- _EXERCISE BRIEF_
Extend the earthquake rescue report below, starting after its last sentence.

- _EXTRACT TO READ_
■ ■ ■ ■ ■

Still survival remains possible. Rescuers speculated that the woman near the electronic toy stood a reasonable chance. Seeing a nearby sign for a restaurant in the debris, they wondered if the woman might have food to survive on. They tapped the storefront's mangled metal gate and shouted "Hello? Is there anyone there? Hello?" over and over again.

Rescuers were buoyed by the midmorning retrieval of a 61-year-old woman from the ruins of a market 164 hours after being trapped.

"It was a miracle of life," the state-run Xinhua News Agency quoted medical worker Zeng Jun, as saying. "After hours of emergency treatment, Li showed normal signs and can answer simple questions."

Her son, Zhao Jun, who learned of the rescue on television and rushed to the hospital, described his mother as "an ordinary old lady and not in good shape."

Monday also marked a week since the quake, a good time, the rescue volunteers said, for finding someone. "It's our greatest hope to find someone. We would be so happy," said a member of the Guizhou Fire Battalion team who would give only his surname, Zhao. "Even if we have 1 percent of hope, it's enough for us."

■ ■ ■ ■ ■

- _GIVEN DATA_
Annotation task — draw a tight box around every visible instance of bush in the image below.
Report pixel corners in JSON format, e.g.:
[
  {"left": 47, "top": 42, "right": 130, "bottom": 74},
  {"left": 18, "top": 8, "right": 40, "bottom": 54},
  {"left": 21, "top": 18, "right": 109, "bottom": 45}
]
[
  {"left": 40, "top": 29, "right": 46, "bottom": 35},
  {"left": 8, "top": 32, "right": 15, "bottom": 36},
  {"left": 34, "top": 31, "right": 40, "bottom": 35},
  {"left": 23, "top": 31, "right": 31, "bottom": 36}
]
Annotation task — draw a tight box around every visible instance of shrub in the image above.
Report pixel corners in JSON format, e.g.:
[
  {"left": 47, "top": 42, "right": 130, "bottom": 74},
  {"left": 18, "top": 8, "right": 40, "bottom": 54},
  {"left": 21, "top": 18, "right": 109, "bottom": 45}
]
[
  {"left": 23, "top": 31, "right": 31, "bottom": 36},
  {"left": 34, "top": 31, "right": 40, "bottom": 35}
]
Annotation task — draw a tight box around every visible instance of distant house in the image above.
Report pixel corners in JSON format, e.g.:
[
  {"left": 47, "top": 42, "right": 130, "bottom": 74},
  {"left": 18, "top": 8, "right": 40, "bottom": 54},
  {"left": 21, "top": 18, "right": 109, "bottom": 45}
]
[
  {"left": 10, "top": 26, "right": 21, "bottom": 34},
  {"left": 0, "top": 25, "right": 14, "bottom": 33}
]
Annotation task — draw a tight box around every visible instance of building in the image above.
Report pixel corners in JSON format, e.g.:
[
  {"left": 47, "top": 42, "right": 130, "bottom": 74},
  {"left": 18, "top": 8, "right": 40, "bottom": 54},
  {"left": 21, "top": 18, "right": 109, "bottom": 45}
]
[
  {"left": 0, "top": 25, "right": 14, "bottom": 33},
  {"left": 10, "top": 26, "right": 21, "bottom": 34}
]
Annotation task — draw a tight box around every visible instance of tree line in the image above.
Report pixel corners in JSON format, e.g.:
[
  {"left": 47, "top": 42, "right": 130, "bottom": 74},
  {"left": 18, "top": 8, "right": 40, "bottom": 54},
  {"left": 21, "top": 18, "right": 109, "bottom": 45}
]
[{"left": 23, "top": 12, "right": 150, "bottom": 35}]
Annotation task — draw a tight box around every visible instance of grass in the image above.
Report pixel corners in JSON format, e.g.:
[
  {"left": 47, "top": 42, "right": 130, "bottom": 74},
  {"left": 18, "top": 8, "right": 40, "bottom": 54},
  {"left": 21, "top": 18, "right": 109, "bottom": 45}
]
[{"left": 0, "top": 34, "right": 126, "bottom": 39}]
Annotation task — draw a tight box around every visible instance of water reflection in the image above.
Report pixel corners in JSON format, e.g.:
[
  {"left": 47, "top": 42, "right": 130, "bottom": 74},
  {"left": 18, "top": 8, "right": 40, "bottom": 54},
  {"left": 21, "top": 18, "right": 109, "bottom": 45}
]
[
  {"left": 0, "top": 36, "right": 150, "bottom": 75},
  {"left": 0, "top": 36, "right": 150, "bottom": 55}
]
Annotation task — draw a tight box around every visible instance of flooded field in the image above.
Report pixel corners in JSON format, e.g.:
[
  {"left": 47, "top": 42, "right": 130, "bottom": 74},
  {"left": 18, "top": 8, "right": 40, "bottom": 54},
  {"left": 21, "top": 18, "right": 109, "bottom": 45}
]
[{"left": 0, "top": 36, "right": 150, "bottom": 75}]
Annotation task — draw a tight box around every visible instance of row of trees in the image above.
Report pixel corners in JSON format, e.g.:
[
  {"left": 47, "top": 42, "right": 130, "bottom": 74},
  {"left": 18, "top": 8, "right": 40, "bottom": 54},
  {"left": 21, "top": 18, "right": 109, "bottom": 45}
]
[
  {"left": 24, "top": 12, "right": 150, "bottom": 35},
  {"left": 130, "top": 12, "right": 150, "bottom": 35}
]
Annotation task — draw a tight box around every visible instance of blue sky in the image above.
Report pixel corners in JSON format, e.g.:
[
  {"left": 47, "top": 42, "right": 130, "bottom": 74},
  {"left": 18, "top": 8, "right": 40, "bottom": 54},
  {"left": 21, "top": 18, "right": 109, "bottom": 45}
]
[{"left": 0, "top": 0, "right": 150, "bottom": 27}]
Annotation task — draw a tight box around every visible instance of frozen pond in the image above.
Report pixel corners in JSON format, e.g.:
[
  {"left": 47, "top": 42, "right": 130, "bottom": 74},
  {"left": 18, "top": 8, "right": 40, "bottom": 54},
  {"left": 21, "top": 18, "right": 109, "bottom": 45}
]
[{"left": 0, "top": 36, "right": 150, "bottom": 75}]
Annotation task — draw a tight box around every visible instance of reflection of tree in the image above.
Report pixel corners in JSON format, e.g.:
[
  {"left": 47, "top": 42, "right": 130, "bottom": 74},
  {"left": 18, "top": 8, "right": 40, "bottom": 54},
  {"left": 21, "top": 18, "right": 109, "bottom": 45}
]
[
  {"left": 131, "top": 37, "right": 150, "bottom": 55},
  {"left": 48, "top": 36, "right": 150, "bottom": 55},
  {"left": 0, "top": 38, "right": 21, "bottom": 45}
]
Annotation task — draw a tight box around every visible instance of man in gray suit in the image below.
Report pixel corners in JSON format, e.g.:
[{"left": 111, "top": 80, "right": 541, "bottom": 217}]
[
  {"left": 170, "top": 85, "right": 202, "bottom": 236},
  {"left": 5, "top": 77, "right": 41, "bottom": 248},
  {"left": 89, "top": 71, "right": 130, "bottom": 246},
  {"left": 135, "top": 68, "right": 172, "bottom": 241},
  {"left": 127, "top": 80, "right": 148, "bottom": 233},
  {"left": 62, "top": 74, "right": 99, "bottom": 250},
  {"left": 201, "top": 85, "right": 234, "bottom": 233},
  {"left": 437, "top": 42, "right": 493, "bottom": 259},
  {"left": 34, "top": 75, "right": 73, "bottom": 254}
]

■ ■ ■ ■ ■

- _RESPONSE BELOW_
The Guizhou team was trying to reach the person whose ear was first found. As the cool morning turned into a blazing hot afternoon, team members in bright orange jumpsuits, white helmets and facemasks were joined by soldiers in military fatigues. The maneuvered heavy machinery to pry apart stubborn pieces of debris. A crane lifted huge slabs of concrete.

"Slowly! Slowly!" rescuers shouted, worried that the hole they were making in the pile would suddenly collapse.

Equipment used to measure vital signs were lowered in. There were very faint signs of life. The growing crowd watching the process -- mostly journalists and soldiers taking pictures on their cell phones -- craned their necks. An ambulance equipped with a resuscitator and oxygen stood by.

The work stopped only twice: during a brief but strong aftershock around 4 p.m., and at 2:28 p.m., when emergency vehicles, police cars and work vehicles honked their horns and sirens crescendo in unison to mark the anniversary of the start of the quake.

There were many false alarms as excitement grew when it seemed like the rescue was almost complete -- then dimmed when it became obvious the person was still trapped. It was never clear what building they were in before it collapsed or whether it was a man or a woman.

By late afternoon, the group of onlookers had thinned and rescuers had taken a new tack.

"Right now, we think the person is about 4 meters (13 feet) deep. We've gone 2 meters (6.5 feet) in and there's a piece of concrete that's blocking us," said an official from the Ministry of Public Security's Fire Battalion told reporters.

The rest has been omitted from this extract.